* Selected extract

══════════════════════════════

The Bridgespan Group counsels over 50 of the globe’s top philanthropists, and provides donating information and guidelines. A new study conducted by the Bridgespan Group highlighted a widening gap between modern philanthropist’s intentions, and what their donations are actually used for. According to their findings, for the past twelve years, only 20% of donations that are $10 million dollars or over actually went towards social change.
Why such a wide gap between the intent for social change and the actual amount dedicated towards funding social change? The Bridgespan Group points out that most philanthropists donate towards institutions such as hospitals, universities, museums, and other “cultural institutions”. These organizations already have enough money to sustain themselves, and while donating to these institutions is certainly noble, it usually is not creating any new social change.
The study defines social change as “gifts to human services, the environment, and international development”.

══════════════════════════════

* Study material
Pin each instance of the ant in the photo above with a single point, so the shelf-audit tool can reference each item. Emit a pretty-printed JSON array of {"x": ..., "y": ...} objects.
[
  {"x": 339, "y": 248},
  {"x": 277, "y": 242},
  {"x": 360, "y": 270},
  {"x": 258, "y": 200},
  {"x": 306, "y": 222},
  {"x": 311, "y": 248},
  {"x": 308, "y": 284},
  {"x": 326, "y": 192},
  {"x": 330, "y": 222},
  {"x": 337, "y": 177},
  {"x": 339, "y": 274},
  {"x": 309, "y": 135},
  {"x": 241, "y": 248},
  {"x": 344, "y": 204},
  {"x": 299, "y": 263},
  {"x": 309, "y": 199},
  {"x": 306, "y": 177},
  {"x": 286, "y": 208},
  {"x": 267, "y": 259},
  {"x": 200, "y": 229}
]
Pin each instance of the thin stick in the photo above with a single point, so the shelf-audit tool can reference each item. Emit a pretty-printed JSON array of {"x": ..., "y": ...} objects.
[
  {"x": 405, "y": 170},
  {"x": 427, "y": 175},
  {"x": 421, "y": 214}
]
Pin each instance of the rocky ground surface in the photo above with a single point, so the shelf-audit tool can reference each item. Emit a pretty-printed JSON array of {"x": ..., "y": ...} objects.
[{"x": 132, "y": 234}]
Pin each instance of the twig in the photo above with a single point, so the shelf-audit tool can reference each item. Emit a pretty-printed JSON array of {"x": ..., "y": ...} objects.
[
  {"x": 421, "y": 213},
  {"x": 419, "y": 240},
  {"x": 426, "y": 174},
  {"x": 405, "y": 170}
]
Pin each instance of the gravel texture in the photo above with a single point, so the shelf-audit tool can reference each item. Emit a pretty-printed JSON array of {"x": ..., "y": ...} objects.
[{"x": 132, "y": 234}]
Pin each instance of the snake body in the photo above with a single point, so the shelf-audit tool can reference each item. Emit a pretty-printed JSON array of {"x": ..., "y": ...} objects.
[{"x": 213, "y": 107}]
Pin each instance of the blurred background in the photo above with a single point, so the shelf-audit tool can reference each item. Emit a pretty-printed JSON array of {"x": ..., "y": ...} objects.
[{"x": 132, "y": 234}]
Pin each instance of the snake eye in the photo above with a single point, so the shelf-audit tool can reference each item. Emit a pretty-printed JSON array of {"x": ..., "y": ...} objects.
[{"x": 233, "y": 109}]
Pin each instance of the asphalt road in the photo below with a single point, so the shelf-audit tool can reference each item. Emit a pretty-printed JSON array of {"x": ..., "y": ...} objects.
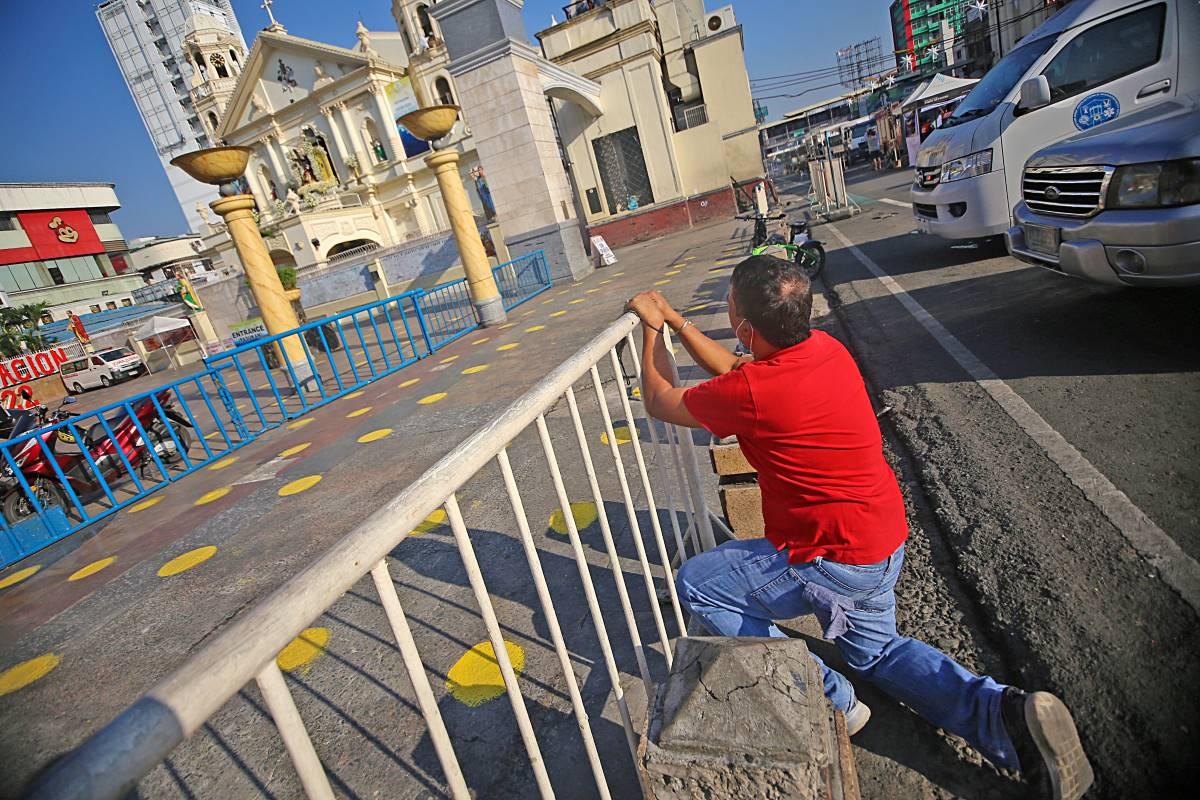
[{"x": 1012, "y": 567}]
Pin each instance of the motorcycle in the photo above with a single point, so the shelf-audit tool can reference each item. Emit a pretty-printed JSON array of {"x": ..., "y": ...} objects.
[{"x": 59, "y": 443}]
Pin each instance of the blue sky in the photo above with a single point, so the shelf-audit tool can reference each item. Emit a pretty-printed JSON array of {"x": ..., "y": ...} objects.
[{"x": 69, "y": 115}]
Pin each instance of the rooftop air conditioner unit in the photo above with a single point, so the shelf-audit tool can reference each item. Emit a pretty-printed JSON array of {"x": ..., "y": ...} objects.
[{"x": 720, "y": 20}]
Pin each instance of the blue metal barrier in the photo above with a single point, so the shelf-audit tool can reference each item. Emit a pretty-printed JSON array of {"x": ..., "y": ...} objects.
[{"x": 61, "y": 477}]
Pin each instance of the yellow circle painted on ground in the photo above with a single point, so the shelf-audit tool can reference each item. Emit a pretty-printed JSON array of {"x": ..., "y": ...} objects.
[
  {"x": 375, "y": 435},
  {"x": 187, "y": 560},
  {"x": 436, "y": 519},
  {"x": 27, "y": 672},
  {"x": 475, "y": 678},
  {"x": 623, "y": 435},
  {"x": 145, "y": 504},
  {"x": 215, "y": 494},
  {"x": 303, "y": 650},
  {"x": 299, "y": 485},
  {"x": 18, "y": 576},
  {"x": 91, "y": 569},
  {"x": 583, "y": 512}
]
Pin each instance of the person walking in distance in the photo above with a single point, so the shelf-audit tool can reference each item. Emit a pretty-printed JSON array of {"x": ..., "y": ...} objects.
[{"x": 834, "y": 521}]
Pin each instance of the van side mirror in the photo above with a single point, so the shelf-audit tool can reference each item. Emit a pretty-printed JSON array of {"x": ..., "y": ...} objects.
[{"x": 1035, "y": 94}]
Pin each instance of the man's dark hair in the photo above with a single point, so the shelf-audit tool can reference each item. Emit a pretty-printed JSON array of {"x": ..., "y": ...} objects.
[{"x": 775, "y": 296}]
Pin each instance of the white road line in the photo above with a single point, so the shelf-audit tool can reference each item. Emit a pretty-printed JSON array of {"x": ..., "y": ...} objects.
[{"x": 1177, "y": 569}]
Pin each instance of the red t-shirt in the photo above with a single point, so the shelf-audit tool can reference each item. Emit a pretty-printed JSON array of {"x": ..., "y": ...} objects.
[{"x": 805, "y": 423}]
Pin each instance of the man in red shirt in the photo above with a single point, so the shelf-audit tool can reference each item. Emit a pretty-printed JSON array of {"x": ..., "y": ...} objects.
[{"x": 834, "y": 521}]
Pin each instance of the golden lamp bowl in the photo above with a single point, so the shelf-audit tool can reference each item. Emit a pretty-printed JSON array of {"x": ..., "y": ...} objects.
[
  {"x": 432, "y": 122},
  {"x": 214, "y": 166}
]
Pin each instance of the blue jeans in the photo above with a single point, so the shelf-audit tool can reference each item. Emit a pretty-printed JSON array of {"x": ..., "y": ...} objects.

══════════════════════════════

* To do
1. In the philanthropy article, shorten the paragraph that begins "Why such a wide gap" into a brief list that keeps its main facts.
2. According to the philanthropy article, what share of donations of $10 million or more went toward social change over the past twelve years?
3. Write what comes next in the article on philanthropic giving, starting after its final sentence.
The entries play no part in this.

* Solved tasks
1.
- Most philanthropists give to institutions such as hospitals, universities, museums and other "cultural institutions."
- These organizations already have enough money to sustain themselves.
- Giving to them is noble but usually creates no new social change.

2. Only 20%.

3.
To illustrate their point, the Bridgespan Group analyzed the public statements of all United States members of the Giving Pledge, a coalition of wealthy earners who pledge to give at least half of their earnings to charity. According to these statements, 60% of the members indicate that social change is the main reason why they give to charity. Almost 80% of the members state that social change is at least in their top three reasons to donate, meaning that the majority of philanthropists want their money to be used to incite social change.
The report indicates that philanthropists usually decide to give to institutes because it is easier than researching a complex issue and donating directly towards the cause itself. Basically, philanthropists are letting large organizations do most of the research and all of the legwork. Ideally, philanthropists should be eliciting change themselves, yet they feel as though there are not many unique opportunities left to do so, and they opt to donate to large institutions instead.
A second reason philanthropists are giving more to institutions is because they feel it carries less public risk. Many philanthropists feel that if they donate to a charity that goes under, then their money is wasted. In reality, a large donation towards a small charity is exactly what that small charity needs to keep itself afloat. In this sense, not donating to smaller charities out of a fear that they will not survive is a self-fulfilling prophecy. Many aspiring organizations do not survive out of reluctance on behalf of the donator, and a lot of genuine opportunities to help people are lost as a result.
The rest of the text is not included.